Begin

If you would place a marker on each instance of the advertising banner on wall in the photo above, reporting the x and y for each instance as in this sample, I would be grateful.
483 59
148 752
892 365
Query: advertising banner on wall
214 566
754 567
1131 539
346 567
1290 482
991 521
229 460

End

Copy each of the records above exactly, line for line.

> RESPONSE TO THE EXERCISE:
If you would place a marker on each instance of the advertising banner on wall in the photo above, reporting the x and y for each instance as in this sample, I would be grateful.
483 59
148 752
892 365
Query: advertising banner on wall
214 566
754 567
1131 539
346 567
1290 482
991 521
229 460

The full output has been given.